Task objective
Return only this: the line with "box: [479, 174, 542, 189]" and all the lines that follow it below, through the final one, exactly as they are.

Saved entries
Segment Open
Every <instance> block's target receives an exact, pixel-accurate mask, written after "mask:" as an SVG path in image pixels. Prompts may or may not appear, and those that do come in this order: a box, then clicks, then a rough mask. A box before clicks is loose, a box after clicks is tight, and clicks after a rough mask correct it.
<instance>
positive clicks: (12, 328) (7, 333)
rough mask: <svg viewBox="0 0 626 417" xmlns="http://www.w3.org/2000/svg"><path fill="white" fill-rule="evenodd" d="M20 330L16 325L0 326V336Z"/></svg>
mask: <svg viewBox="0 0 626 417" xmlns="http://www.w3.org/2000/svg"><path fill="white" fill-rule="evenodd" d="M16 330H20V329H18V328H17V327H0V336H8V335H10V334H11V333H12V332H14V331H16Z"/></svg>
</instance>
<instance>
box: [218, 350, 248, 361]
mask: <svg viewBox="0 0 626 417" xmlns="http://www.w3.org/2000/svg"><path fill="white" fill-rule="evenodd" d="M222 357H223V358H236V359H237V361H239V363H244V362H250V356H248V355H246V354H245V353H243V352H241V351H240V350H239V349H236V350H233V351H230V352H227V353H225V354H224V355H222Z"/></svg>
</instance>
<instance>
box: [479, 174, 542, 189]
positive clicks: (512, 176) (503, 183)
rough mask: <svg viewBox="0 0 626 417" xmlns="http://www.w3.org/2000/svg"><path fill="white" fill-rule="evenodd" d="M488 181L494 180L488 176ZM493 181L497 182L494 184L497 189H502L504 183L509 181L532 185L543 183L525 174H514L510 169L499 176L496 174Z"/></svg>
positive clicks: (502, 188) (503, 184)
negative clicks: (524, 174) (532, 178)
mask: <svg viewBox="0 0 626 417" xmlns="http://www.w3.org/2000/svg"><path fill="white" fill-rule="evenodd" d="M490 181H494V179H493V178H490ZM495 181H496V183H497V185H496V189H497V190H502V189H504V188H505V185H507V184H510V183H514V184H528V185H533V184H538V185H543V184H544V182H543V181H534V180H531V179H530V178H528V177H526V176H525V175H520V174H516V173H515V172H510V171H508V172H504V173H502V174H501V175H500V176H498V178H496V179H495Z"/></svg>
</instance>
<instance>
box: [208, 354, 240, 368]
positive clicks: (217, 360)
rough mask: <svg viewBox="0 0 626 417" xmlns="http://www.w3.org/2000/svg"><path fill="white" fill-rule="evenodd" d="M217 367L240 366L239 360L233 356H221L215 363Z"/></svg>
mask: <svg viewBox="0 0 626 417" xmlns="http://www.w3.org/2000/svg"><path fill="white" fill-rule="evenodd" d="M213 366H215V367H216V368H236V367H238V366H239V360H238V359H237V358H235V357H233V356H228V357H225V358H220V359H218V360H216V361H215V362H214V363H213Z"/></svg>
Segment Closed
Response box
box: [479, 174, 542, 189]
positive clicks: (512, 176) (503, 183)
rough mask: <svg viewBox="0 0 626 417" xmlns="http://www.w3.org/2000/svg"><path fill="white" fill-rule="evenodd" d="M488 181L494 180L488 176ZM493 181L497 182L494 184L497 189H502L504 183L509 181L532 185L543 183L525 174H514L510 169L499 176L496 174Z"/></svg>
positive clicks: (502, 188) (503, 184)
negative clicks: (524, 174) (532, 178)
mask: <svg viewBox="0 0 626 417" xmlns="http://www.w3.org/2000/svg"><path fill="white" fill-rule="evenodd" d="M490 181H494V179H493V178H490ZM495 181H496V183H497V185H496V189H497V190H502V189H504V188H505V185H507V184H510V183H514V184H528V185H533V184H538V185H543V184H544V182H543V181H534V180H531V179H530V178H528V177H526V176H525V175H520V174H516V173H515V172H510V171H508V172H504V173H502V174H501V175H500V176H498V178H496V179H495Z"/></svg>
</instance>
<instance>
box: [208, 354, 240, 368]
positive clicks: (217, 360)
rough mask: <svg viewBox="0 0 626 417" xmlns="http://www.w3.org/2000/svg"><path fill="white" fill-rule="evenodd" d="M217 367L240 366L239 360L233 356H221L215 363Z"/></svg>
mask: <svg viewBox="0 0 626 417" xmlns="http://www.w3.org/2000/svg"><path fill="white" fill-rule="evenodd" d="M213 366H215V367H216V368H236V367H238V366H239V360H238V359H237V358H235V357H233V356H228V357H225V358H220V359H218V360H216V361H215V362H214V363H213Z"/></svg>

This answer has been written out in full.